Problem -> Retype every line of the listing below without changing anything, leaving out the pictures.

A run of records
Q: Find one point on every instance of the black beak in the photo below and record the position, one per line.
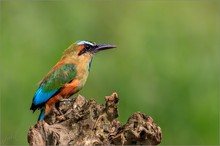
(100, 47)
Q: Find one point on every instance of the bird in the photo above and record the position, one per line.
(67, 76)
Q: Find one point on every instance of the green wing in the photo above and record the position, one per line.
(58, 77)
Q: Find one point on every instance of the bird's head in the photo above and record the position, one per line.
(86, 49)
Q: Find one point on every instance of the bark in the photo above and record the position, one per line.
(85, 122)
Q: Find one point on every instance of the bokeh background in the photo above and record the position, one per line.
(166, 64)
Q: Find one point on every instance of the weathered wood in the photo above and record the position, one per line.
(85, 122)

Response to the task ->
Q: Find one point on every instance of the black beak in the photo below and record the position, one per line.
(100, 47)
Q: Find one point on every instance of the bird in the photo above and record the position, one per line.
(67, 76)
Q: Find one point on every instance of the green wing in the photo above and record the position, one per line.
(58, 77)
Q: Find one point on every instance of the bird's head in the photo above and record the position, one per line.
(86, 49)
Q: Find one point on every instance of the bark in the photo above and record the position, one per line.
(85, 122)
Q: Find one point on every instance of the bokeh background in the photo above and record the position, one per line.
(166, 64)
Q: Find one point on every instance of the weathered wood in the photo above and record the position, one per line.
(85, 122)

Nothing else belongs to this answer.